* _Exercise instructions_: The expected answer comprises all lines from the entries that contain the string "distant".

* _Data to process_:
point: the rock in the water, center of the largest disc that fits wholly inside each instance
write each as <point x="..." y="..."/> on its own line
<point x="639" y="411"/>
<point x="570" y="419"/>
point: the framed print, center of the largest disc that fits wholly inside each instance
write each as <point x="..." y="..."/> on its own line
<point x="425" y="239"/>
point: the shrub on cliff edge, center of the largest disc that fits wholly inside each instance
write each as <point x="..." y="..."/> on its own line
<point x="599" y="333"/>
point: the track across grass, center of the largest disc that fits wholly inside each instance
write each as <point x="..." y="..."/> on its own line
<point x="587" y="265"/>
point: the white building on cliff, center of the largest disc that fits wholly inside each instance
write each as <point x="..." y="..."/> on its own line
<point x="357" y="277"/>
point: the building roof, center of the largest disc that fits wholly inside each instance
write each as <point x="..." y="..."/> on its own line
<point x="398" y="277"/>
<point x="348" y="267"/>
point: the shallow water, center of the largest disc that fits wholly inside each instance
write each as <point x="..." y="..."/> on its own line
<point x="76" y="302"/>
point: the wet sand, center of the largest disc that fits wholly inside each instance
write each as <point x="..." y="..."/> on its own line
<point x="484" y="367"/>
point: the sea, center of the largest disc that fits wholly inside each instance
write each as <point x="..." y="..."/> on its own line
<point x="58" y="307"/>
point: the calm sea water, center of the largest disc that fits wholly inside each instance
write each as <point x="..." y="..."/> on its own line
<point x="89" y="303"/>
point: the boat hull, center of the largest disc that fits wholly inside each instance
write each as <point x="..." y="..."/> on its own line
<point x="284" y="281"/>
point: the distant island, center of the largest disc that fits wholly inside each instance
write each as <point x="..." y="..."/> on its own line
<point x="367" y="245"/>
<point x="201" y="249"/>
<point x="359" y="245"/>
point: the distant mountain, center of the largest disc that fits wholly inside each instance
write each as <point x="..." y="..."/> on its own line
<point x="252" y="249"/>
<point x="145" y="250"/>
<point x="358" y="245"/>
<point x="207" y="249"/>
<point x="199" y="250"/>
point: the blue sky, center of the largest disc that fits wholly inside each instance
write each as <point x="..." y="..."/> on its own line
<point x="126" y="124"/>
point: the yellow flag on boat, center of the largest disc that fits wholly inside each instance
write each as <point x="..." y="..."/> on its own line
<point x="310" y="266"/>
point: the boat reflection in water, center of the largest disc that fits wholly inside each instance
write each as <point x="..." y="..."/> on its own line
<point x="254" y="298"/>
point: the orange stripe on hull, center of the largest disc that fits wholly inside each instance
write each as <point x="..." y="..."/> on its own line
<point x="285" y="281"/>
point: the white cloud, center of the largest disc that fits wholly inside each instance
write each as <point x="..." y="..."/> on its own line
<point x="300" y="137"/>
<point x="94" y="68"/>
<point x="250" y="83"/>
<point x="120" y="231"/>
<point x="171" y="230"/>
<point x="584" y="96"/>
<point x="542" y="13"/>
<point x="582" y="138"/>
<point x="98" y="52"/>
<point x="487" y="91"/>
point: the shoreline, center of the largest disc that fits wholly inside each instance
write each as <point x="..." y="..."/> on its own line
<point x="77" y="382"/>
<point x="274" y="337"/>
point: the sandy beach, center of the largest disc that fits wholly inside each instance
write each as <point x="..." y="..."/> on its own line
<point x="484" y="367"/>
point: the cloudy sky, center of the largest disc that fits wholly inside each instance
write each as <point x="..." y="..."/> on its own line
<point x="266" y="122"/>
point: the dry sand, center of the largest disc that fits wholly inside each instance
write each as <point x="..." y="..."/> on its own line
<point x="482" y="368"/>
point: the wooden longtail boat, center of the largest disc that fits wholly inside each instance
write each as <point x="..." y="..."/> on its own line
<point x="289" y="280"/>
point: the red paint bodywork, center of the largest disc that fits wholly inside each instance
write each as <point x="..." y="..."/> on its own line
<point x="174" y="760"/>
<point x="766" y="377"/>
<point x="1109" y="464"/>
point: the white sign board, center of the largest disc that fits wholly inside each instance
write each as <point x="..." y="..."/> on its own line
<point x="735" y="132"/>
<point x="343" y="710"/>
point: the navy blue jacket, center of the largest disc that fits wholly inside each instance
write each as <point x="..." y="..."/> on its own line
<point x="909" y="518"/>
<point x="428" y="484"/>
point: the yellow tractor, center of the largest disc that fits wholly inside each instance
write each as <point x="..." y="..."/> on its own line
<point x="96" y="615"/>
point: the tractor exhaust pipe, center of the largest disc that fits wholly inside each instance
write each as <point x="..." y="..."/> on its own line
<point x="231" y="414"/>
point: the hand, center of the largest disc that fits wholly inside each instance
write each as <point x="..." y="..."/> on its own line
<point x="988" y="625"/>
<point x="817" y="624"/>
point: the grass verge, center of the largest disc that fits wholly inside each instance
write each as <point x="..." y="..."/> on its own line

* _Exercise solution_:
point: the distant island, center of the largest disc that fits wholly inside each instance
point: the distant mountain, center of the largest disc that fits wholly inside each instance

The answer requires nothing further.